Pointing dataset excerpts:
◆ ◆ ◆

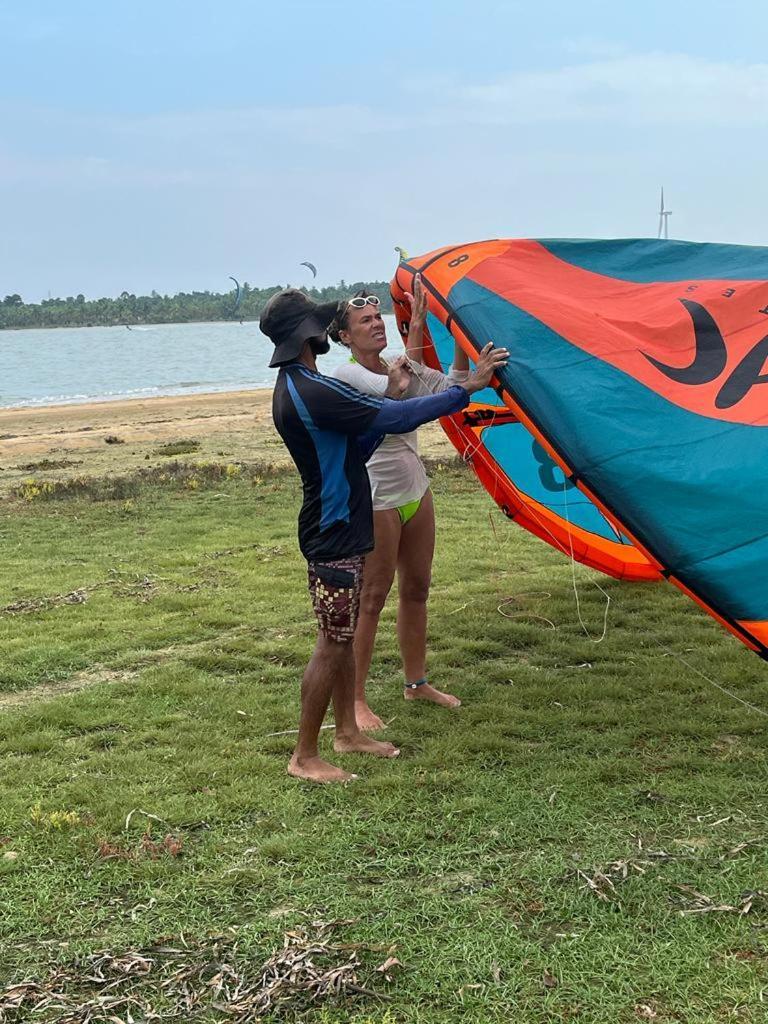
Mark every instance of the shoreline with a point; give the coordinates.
(118, 436)
(125, 398)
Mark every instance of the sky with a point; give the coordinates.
(167, 145)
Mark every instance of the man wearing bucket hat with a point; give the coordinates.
(331, 430)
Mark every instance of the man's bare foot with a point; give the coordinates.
(365, 744)
(367, 720)
(317, 770)
(427, 692)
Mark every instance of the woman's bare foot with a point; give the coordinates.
(367, 720)
(365, 744)
(427, 692)
(317, 770)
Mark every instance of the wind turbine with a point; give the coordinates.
(664, 219)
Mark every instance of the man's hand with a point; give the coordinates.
(398, 374)
(418, 303)
(489, 360)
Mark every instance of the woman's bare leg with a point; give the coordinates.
(414, 574)
(377, 582)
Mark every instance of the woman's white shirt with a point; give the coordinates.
(396, 473)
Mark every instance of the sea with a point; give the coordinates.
(69, 366)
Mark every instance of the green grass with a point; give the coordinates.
(569, 762)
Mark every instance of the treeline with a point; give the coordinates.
(181, 308)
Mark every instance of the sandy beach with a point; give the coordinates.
(56, 441)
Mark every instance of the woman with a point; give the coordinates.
(403, 514)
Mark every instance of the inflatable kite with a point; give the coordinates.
(630, 427)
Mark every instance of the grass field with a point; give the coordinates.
(584, 840)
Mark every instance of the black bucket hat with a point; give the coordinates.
(290, 318)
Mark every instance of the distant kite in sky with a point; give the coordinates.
(630, 427)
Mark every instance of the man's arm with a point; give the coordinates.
(401, 417)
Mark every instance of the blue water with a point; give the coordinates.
(75, 365)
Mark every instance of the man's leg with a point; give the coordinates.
(377, 582)
(349, 739)
(414, 574)
(316, 686)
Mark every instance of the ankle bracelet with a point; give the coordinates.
(417, 684)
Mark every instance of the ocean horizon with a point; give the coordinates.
(74, 366)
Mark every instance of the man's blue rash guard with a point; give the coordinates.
(402, 417)
(331, 430)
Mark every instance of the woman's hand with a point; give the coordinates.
(489, 360)
(398, 374)
(418, 304)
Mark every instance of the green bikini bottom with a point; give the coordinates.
(408, 511)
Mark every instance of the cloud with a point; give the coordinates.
(651, 88)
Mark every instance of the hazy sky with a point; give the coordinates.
(168, 144)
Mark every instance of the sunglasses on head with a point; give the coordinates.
(360, 301)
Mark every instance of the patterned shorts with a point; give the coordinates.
(335, 588)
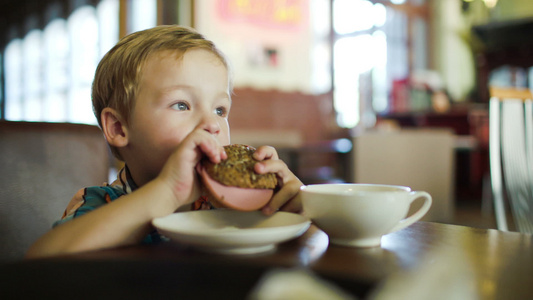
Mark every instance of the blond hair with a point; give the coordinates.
(117, 76)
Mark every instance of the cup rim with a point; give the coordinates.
(317, 188)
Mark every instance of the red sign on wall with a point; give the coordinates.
(282, 14)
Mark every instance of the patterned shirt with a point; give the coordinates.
(90, 198)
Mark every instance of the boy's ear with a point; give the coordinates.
(115, 130)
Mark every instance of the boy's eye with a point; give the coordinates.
(221, 111)
(180, 106)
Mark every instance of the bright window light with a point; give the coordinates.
(352, 15)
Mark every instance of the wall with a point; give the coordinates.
(453, 40)
(288, 90)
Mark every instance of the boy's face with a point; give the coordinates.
(174, 98)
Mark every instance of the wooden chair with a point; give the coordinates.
(42, 165)
(423, 159)
(511, 156)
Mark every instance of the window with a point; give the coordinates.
(373, 47)
(48, 72)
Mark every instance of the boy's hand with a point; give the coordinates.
(286, 196)
(179, 170)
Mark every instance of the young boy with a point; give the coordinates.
(162, 98)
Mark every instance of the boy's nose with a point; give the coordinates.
(210, 124)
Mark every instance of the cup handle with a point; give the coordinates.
(418, 214)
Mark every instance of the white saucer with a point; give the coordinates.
(232, 232)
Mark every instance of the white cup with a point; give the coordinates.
(358, 215)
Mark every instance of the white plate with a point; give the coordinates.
(231, 232)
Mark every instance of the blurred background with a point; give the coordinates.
(311, 76)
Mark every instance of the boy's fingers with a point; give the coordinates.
(266, 152)
(287, 199)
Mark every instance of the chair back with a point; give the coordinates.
(511, 156)
(42, 165)
(423, 159)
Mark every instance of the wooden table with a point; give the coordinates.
(494, 264)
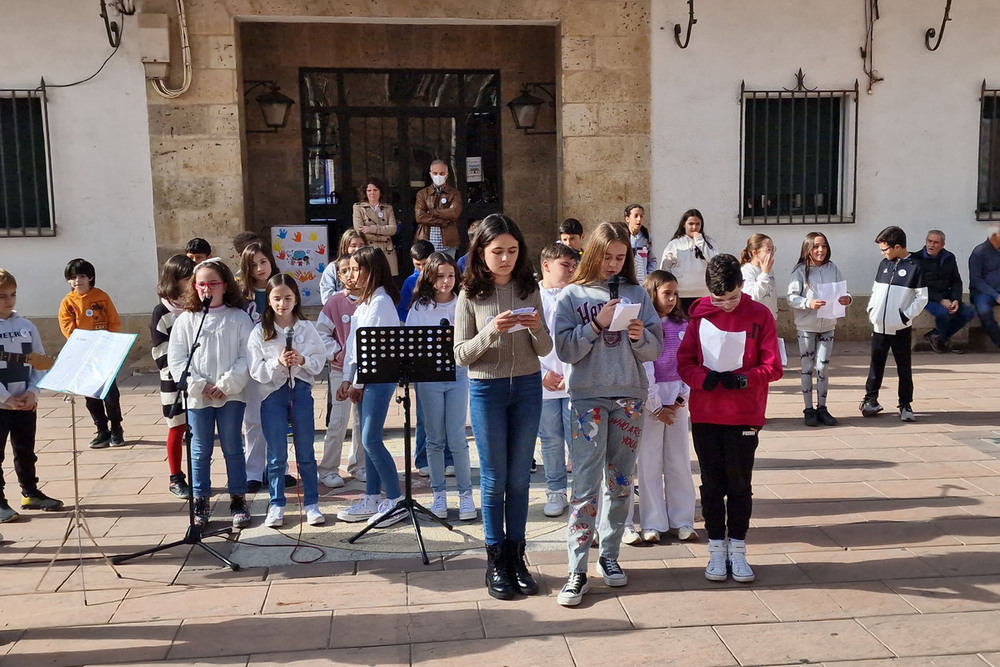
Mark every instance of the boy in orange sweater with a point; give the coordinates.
(89, 308)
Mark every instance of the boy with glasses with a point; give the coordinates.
(898, 296)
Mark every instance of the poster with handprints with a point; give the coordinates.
(300, 251)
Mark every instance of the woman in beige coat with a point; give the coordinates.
(377, 221)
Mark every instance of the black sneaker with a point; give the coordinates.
(572, 593)
(36, 500)
(6, 513)
(611, 572)
(240, 512)
(101, 440)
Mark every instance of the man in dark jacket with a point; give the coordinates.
(944, 292)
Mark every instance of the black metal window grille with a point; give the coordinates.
(798, 155)
(988, 199)
(26, 206)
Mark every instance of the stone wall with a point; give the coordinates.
(603, 92)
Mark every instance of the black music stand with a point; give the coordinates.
(403, 355)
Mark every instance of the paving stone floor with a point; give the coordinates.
(875, 543)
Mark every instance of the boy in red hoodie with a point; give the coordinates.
(728, 357)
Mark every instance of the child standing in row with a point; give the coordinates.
(666, 489)
(218, 377)
(443, 404)
(558, 265)
(376, 308)
(607, 386)
(286, 354)
(173, 289)
(18, 402)
(815, 333)
(334, 327)
(90, 308)
(501, 349)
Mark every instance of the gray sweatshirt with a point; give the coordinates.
(606, 364)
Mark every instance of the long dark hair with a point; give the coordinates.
(232, 297)
(423, 293)
(681, 231)
(267, 319)
(373, 261)
(589, 269)
(175, 270)
(478, 279)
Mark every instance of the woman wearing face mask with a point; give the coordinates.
(377, 221)
(687, 255)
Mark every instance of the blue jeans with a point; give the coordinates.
(229, 421)
(555, 433)
(505, 415)
(275, 411)
(420, 442)
(380, 469)
(984, 308)
(947, 325)
(444, 406)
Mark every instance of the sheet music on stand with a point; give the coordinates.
(88, 363)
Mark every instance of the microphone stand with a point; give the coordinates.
(195, 534)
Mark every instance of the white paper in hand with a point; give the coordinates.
(624, 313)
(721, 350)
(831, 293)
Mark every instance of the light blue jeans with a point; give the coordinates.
(229, 421)
(555, 433)
(444, 406)
(505, 414)
(275, 411)
(380, 468)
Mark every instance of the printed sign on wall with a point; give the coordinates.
(300, 251)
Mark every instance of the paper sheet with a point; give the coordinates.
(624, 313)
(721, 350)
(88, 363)
(831, 293)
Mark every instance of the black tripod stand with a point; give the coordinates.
(403, 355)
(195, 534)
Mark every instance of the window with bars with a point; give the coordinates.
(798, 155)
(988, 199)
(25, 178)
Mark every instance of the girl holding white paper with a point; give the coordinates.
(814, 272)
(607, 386)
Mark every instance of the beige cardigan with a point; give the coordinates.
(378, 230)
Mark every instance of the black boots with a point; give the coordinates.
(498, 573)
(523, 582)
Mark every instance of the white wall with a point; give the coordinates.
(100, 155)
(918, 130)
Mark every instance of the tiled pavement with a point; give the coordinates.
(875, 543)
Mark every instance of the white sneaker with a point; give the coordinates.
(738, 562)
(363, 509)
(385, 509)
(333, 480)
(313, 516)
(275, 517)
(439, 506)
(467, 507)
(687, 533)
(717, 557)
(556, 504)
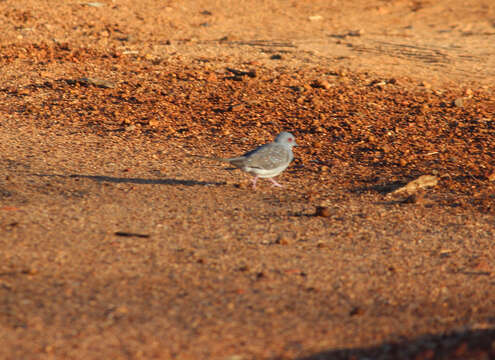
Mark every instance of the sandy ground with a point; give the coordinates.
(115, 243)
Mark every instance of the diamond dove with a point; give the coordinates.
(266, 161)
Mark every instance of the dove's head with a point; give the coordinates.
(286, 138)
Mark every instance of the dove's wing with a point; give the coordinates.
(268, 157)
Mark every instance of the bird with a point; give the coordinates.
(266, 161)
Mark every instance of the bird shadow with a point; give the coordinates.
(455, 345)
(135, 180)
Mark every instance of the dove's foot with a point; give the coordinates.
(274, 182)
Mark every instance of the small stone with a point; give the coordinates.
(459, 102)
(315, 18)
(426, 85)
(321, 84)
(212, 77)
(415, 185)
(95, 4)
(322, 211)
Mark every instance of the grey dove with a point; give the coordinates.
(266, 161)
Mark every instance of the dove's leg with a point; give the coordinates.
(253, 180)
(274, 182)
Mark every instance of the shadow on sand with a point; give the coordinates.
(123, 180)
(470, 344)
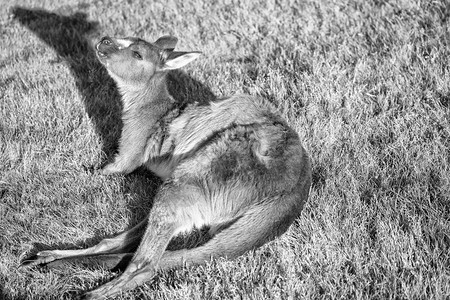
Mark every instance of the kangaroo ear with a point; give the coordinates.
(175, 60)
(166, 42)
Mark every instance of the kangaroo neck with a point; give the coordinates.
(150, 98)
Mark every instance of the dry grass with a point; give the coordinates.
(365, 83)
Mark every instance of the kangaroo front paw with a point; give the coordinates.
(41, 258)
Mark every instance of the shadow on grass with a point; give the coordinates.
(71, 37)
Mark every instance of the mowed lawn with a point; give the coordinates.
(365, 83)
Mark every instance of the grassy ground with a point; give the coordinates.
(365, 83)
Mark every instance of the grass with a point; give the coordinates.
(365, 83)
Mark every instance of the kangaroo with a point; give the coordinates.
(232, 165)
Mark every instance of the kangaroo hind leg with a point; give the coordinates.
(256, 227)
(125, 242)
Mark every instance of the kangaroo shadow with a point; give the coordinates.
(72, 39)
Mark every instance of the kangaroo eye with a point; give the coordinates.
(137, 55)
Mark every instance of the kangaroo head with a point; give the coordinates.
(133, 61)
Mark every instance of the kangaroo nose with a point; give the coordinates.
(106, 40)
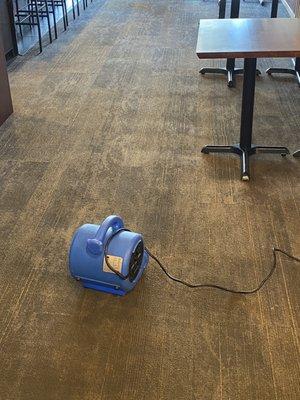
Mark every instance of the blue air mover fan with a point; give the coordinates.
(108, 257)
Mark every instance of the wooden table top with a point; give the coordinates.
(249, 38)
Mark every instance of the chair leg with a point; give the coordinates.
(18, 18)
(64, 15)
(54, 18)
(73, 9)
(66, 11)
(38, 25)
(48, 20)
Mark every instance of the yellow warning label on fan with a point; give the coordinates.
(115, 262)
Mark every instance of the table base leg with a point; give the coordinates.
(230, 73)
(244, 154)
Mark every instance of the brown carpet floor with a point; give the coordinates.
(111, 119)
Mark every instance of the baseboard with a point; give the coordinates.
(288, 8)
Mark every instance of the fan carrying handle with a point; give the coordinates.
(96, 245)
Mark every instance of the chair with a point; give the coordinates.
(30, 14)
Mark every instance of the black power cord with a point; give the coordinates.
(275, 250)
(213, 286)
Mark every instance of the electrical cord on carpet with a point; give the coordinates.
(275, 250)
(214, 286)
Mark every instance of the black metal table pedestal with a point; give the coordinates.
(245, 149)
(230, 71)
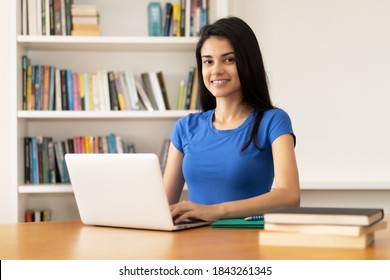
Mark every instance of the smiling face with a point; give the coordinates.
(219, 68)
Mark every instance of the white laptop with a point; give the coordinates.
(121, 190)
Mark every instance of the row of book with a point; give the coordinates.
(46, 87)
(58, 17)
(322, 227)
(182, 18)
(44, 161)
(38, 215)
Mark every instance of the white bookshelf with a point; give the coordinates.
(117, 49)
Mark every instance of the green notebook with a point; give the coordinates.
(238, 223)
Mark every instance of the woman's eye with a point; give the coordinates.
(230, 59)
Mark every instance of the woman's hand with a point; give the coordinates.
(189, 210)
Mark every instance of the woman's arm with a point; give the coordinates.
(285, 193)
(173, 175)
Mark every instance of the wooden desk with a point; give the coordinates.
(73, 240)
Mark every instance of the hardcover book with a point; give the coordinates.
(324, 215)
(314, 240)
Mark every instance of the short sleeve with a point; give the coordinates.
(280, 123)
(177, 136)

◆ ◆ ◆

- _Set exercise_: Output the lines from the one containing "Mark every instance of the woman's eye" through the last line, inclusive, reproducing each one unchanged.

- _Result for this exercise_:
Mark every instance of the woman's eye with a point; give the coordinates.
(230, 59)
Mark every instance of the woman's hand with a point; give the coordinates.
(189, 210)
Mark every instance of the woman's arm with a point; give the coordinates.
(285, 193)
(173, 175)
Mark every instance of the wooden desk with a point; give the coordinates.
(73, 240)
Mark every instance of the hardcover book with a point; give the coordinates.
(324, 215)
(314, 240)
Mark every instance of the short sleeve with a point; give the coordinates.
(280, 123)
(177, 136)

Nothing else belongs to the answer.